### Extracted entries
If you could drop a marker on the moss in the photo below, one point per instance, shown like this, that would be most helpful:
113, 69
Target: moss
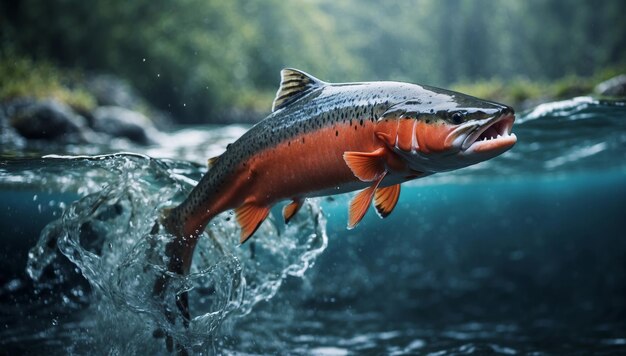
23, 77
517, 91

### What you will do
Repeat the records above word for word, keeping no pictures in the copy.

### Solution to the problem
If you could drop a marker on the moss in the photo below, one point per instance, shown like this, that would be most helpful:
113, 69
Target: moss
23, 77
517, 91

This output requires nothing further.